_EXTRAIT CHOISI_.
● ● ● ● ● ● ●
L’œuvre de Jordan Peele semble être de ces filmographies bien ordonnées qui offrent la satisfaction de la lisibilité tant elles choisissent soigneusement leurs thèmes et leur succession. Nope semble le confirmer en liant histoire du cinéma de genre, archéologie des média et menace extraterrestre.
En 2017, il investissait pour son premier film la figure du hill billy horror avec Get Out (bien que les campagnards anthropophages soient plutôt de grands bourgeois retirés dans leur maison de « style » colonial, que d’authentiques crétins des collines façon Deliverance (1972) ou Texas Chainsaw Massacre (1974)) mêlée d’une pincée de Wicker Man (1973) et de Birth of a Nation (1915). Mais à l’inverse du trope raciste qu’installe Griffith au cinéma en 1915, c’est un personnage noir qui doit s’échapper du domaine familial où il est retenu prisonnier (et non pas forcer l’entrée de la frêle masure d’honnêtes pioneers). Deux ans plus tard sortait Us, assumant le jeu de mot du titre (à la fois « nous » et « United States ») et convoquant d’autres références horrifiques, plus proches du cinéma d’épouvante cosmique d’un John Carpenter dans Prince of Darkness (1987) ou In the Mouth of Madness (1994). Dans les années 1980, ce dernier transformait le territoire étatsunien en le perçant (littéralement) de trous d’où pouvaient alors émerger les créatures cauchemardesques issues des abysses lovecraftiennes de l’imaginaire national. Dans Us, Jordan Peele explorait d’autres profondeurs de l’Amérique, où se terrent des Morlocks vêtus de bleus de travail rouges, exactes répliques des habitant·es de la surface, en forme de métaphore peut-être obvie mais néanmoins réussie de l’exploitation et d’un retour du refoulé historique. Là encore, la famille victime de cette home invasion (genre qui a si longtemps été cantonné aux castings de famille blanche suburbaine) est noire. Entre temps, le parcours de scénariste ou de producteur de Jordan Peele n’en est pas moins cohérent : après la production de BlacKkKlansman de Spike Lee, il finance Lovecraft’s Country, série adaptée du roman de Matt Ruff qui propose une réécriture des thèmes du maître réactionnaire de l’horreur étatsunienne, en mêlant menaces surnaturelles et racistes en peuplant les sundown towns non seulement de policiers avides de lynchages mais aussi de créatures indescriptibles et autres couleurs tombées du ciel. En 2021, c’est tout naturellement qu’il scénarise le remake du chef d’œuvre Candyman (1992) en y soustrayant le personnage un brin exotisant d’Helen Lyle, anthropologue blanche de l’Université de Chicago qui s’en va enquêter sur la légende urbaine des quartiers populaires de la ville, au profit d’un couple d’artistes noirs.
● ● ● ● ● ● ●
_Entrées de pointage d'objets nommés_.
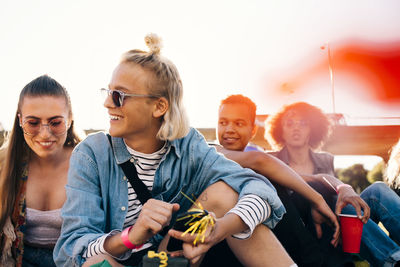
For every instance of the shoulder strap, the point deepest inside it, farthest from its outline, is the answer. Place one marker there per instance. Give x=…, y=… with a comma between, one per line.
x=129, y=169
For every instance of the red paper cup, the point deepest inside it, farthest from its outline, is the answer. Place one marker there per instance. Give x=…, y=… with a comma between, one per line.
x=351, y=227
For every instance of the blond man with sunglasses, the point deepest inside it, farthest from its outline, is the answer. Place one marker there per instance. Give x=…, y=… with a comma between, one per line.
x=103, y=218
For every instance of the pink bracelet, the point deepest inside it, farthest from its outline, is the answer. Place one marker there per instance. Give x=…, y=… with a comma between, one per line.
x=342, y=185
x=126, y=241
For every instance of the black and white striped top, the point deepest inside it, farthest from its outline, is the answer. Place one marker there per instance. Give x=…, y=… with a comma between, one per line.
x=146, y=166
x=252, y=209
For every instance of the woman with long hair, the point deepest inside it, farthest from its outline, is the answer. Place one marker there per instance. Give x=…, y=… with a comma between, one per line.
x=34, y=174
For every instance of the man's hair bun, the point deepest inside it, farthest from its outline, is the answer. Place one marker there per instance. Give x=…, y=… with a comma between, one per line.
x=154, y=43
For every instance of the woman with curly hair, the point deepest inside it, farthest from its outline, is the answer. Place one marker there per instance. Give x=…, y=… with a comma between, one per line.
x=298, y=130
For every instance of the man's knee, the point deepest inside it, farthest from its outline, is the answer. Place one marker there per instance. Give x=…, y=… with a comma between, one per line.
x=218, y=198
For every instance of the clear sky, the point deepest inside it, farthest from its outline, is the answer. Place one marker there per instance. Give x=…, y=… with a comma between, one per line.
x=219, y=47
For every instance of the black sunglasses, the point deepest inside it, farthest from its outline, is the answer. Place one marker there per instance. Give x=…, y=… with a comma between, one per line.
x=118, y=96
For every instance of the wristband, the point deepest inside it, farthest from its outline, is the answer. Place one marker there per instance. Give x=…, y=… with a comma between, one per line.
x=342, y=185
x=126, y=241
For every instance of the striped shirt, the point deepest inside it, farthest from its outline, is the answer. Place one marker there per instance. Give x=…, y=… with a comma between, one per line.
x=252, y=209
x=146, y=166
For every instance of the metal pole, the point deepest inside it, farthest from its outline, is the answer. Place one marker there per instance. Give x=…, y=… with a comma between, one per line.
x=331, y=78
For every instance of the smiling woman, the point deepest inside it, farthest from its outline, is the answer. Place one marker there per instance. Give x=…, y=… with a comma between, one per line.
x=35, y=166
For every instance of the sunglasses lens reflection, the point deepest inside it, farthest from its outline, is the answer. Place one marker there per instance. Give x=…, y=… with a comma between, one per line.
x=56, y=126
x=116, y=98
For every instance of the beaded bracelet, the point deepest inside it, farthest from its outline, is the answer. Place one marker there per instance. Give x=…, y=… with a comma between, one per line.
x=342, y=185
x=126, y=241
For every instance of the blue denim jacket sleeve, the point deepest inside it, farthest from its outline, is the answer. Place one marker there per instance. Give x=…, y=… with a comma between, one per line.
x=216, y=167
x=84, y=212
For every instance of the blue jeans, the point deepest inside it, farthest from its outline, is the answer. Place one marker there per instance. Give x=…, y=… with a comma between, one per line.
x=37, y=257
x=376, y=247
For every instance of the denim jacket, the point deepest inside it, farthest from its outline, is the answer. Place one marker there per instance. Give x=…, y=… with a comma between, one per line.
x=97, y=190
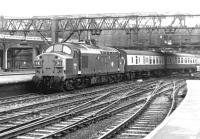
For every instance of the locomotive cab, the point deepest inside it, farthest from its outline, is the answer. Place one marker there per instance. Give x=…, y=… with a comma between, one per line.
x=51, y=66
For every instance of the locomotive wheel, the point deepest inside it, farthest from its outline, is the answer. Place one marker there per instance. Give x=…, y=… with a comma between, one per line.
x=79, y=83
x=68, y=85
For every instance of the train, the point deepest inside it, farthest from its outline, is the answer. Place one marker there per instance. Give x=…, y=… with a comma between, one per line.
x=72, y=65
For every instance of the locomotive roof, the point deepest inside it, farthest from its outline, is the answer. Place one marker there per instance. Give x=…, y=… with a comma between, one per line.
x=91, y=48
x=141, y=52
x=179, y=54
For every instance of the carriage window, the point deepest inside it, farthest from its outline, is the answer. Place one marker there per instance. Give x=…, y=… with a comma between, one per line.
x=143, y=60
x=185, y=60
x=179, y=60
x=150, y=60
x=136, y=60
x=67, y=50
x=146, y=60
x=157, y=60
x=154, y=61
x=50, y=49
x=190, y=60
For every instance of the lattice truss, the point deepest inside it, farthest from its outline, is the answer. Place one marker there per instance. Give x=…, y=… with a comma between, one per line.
x=151, y=22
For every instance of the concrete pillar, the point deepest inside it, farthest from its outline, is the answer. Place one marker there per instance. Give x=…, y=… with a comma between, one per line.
x=34, y=53
x=54, y=31
x=5, y=57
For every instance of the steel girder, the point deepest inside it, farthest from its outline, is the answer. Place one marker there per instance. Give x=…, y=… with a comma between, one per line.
x=131, y=22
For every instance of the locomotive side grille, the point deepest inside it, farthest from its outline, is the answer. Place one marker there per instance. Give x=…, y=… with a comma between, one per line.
x=48, y=65
x=69, y=66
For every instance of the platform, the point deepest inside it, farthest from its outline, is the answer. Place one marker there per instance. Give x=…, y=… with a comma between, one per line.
x=184, y=123
x=15, y=77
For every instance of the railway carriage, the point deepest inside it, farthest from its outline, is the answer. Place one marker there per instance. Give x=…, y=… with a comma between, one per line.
x=142, y=62
x=180, y=62
x=76, y=65
x=197, y=62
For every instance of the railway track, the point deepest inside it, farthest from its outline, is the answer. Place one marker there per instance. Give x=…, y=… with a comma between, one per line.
x=102, y=100
x=149, y=116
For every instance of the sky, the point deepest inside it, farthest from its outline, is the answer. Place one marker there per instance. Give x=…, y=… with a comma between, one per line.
x=29, y=8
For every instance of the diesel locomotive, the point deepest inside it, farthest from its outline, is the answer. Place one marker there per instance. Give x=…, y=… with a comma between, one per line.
x=77, y=65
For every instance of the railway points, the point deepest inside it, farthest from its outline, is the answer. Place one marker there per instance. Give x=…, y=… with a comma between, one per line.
x=184, y=122
x=118, y=101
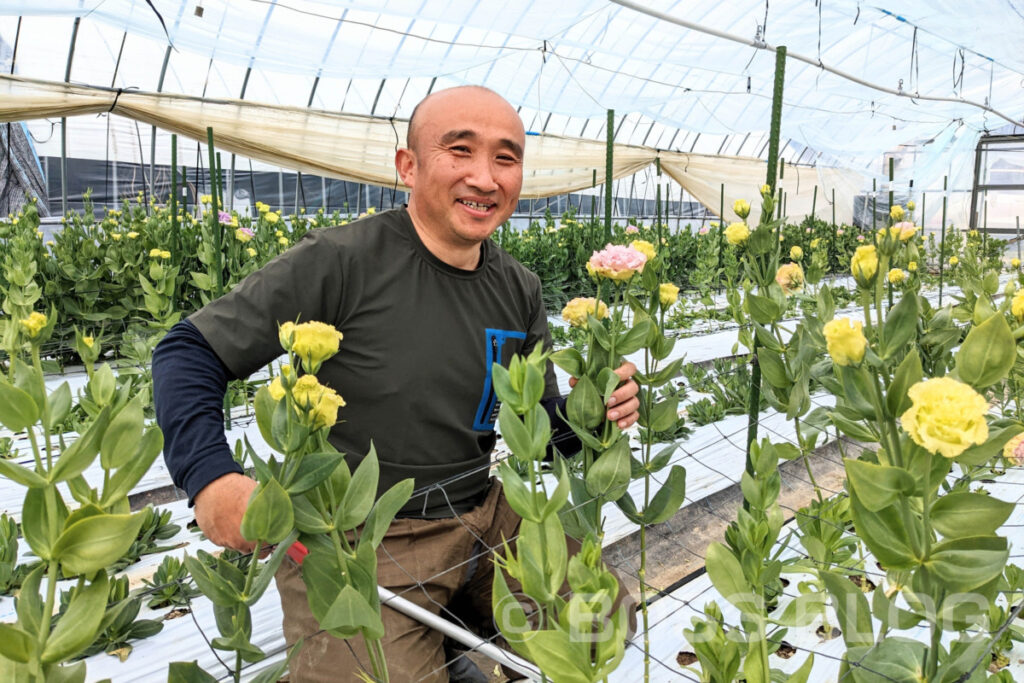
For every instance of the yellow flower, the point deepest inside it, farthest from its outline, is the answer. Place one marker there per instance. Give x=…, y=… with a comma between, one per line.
x=845, y=341
x=1014, y=452
x=737, y=233
x=791, y=278
x=668, y=294
x=945, y=417
x=1017, y=305
x=644, y=248
x=577, y=310
x=864, y=265
x=314, y=342
x=320, y=401
x=34, y=324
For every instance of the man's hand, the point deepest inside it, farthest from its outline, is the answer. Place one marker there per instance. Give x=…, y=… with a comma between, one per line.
x=623, y=404
x=219, y=508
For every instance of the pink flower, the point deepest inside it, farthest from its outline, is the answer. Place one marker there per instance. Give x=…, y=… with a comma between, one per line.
x=616, y=262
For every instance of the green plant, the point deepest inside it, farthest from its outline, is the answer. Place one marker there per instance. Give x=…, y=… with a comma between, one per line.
x=170, y=586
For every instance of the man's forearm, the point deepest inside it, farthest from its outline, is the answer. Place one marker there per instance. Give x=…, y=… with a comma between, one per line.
x=188, y=385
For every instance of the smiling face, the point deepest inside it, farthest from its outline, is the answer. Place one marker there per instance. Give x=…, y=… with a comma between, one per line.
x=465, y=167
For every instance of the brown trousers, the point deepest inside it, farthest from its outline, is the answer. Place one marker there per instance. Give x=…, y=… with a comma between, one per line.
x=427, y=561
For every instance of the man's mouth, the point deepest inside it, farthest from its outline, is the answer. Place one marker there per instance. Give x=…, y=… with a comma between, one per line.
x=476, y=206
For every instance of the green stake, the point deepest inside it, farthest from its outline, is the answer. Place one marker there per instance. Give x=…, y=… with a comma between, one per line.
x=608, y=159
x=776, y=122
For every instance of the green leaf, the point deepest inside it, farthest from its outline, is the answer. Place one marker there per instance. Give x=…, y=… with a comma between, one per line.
x=885, y=535
x=515, y=433
x=727, y=577
x=763, y=309
x=57, y=406
x=80, y=625
x=102, y=384
x=987, y=353
x=669, y=498
x=95, y=543
x=360, y=494
x=37, y=525
x=908, y=374
x=314, y=468
x=351, y=613
x=633, y=339
x=772, y=369
x=609, y=475
x=17, y=410
x=964, y=564
x=22, y=474
x=80, y=455
x=269, y=516
x=131, y=472
x=900, y=326
x=187, y=672
x=851, y=609
x=268, y=568
x=383, y=512
x=583, y=407
x=964, y=513
x=878, y=486
x=122, y=436
x=307, y=519
x=16, y=644
x=570, y=360
x=264, y=404
x=216, y=588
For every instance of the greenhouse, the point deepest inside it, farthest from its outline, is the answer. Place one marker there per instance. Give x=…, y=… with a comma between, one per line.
x=477, y=342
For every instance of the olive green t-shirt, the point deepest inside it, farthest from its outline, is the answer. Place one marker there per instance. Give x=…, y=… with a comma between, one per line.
x=420, y=337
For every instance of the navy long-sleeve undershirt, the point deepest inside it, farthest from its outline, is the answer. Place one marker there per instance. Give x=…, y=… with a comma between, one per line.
x=188, y=385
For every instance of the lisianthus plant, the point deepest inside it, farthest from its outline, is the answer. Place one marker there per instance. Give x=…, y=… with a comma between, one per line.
x=571, y=631
x=310, y=495
x=78, y=543
x=910, y=518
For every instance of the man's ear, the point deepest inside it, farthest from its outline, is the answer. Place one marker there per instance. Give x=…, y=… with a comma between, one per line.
x=404, y=163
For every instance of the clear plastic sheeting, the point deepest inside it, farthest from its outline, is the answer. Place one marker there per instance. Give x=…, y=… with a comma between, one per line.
x=361, y=148
x=566, y=62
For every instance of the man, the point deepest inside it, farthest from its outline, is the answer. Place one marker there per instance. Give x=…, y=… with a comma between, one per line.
x=426, y=303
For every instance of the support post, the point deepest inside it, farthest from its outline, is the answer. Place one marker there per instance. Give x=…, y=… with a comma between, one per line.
x=942, y=239
x=776, y=122
x=608, y=159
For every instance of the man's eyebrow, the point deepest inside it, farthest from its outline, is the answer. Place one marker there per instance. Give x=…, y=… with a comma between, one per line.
x=456, y=135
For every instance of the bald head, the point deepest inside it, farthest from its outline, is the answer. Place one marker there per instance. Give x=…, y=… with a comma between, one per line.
x=436, y=103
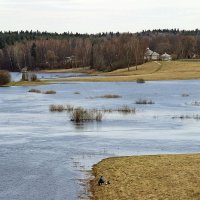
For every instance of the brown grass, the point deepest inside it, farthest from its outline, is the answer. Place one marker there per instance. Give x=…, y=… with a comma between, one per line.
x=109, y=96
x=172, y=177
x=172, y=70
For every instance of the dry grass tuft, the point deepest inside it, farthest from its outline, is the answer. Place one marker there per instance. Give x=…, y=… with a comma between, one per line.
x=42, y=92
x=109, y=96
x=170, y=177
x=185, y=95
x=197, y=117
x=126, y=109
x=35, y=91
x=83, y=115
x=196, y=103
x=144, y=101
x=76, y=92
x=49, y=92
x=56, y=108
x=140, y=80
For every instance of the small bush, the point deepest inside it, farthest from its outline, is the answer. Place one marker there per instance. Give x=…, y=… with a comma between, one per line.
x=144, y=101
x=5, y=77
x=35, y=91
x=140, y=80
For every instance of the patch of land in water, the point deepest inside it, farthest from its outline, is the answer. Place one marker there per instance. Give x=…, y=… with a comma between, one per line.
x=148, y=177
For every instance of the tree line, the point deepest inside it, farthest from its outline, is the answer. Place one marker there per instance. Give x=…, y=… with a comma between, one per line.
x=103, y=51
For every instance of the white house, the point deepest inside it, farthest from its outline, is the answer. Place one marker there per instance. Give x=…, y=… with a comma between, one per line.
x=151, y=55
x=166, y=57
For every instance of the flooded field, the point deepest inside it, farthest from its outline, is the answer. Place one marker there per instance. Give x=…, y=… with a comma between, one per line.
x=16, y=76
x=44, y=155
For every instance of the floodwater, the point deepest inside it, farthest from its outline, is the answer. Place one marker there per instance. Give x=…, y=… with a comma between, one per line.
x=16, y=76
x=45, y=156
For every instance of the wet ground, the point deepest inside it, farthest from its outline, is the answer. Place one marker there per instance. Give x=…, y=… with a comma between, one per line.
x=44, y=155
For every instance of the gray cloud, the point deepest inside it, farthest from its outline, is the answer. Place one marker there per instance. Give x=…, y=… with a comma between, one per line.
x=98, y=15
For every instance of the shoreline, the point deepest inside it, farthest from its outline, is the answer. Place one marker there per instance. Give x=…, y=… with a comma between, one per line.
x=173, y=176
x=151, y=71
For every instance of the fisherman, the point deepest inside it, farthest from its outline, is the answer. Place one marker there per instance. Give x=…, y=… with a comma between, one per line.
x=101, y=181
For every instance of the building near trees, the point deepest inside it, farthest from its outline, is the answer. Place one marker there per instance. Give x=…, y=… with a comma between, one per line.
x=166, y=57
x=151, y=55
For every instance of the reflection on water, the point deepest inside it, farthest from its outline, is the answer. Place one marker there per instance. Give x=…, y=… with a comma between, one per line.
x=16, y=76
x=43, y=155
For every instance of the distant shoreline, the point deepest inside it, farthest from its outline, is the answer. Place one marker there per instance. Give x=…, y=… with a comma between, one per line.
x=151, y=71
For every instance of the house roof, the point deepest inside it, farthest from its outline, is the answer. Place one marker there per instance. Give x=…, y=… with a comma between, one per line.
x=155, y=54
x=148, y=52
x=166, y=55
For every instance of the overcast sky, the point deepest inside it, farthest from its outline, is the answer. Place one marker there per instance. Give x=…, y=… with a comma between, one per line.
x=94, y=16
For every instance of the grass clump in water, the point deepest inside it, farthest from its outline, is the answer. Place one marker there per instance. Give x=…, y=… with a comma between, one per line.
x=196, y=103
x=79, y=115
x=35, y=91
x=110, y=96
x=49, y=92
x=42, y=92
x=196, y=117
x=144, y=101
x=126, y=109
x=56, y=108
x=185, y=95
x=140, y=80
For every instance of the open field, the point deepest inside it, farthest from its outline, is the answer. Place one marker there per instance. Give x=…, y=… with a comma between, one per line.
x=171, y=70
x=148, y=177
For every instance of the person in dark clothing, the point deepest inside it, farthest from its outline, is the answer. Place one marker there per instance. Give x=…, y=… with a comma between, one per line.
x=101, y=181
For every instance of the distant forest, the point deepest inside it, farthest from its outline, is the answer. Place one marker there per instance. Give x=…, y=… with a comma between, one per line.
x=103, y=51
● ● ● ● ● ● ●
Reproduisez fidèlement le passage de l'extrait sur le cinéma de Jordan Peele, de « L’œuvre de Jordan » à « et menace extraterrestre. ». Appuyez-vous uniquement sur l'extrait.

_RÉPONSE_.
L’œuvre de Jordan Peele semble être de ces filmographies bien ordonnées qui offrent la satisfaction de la lisibilité tant elles choisissent soigneusement leurs thèmes et leur succession. Nope semble le confirmer en liant histoire du cinéma de genre, archéologie des média et menace extraterrestre.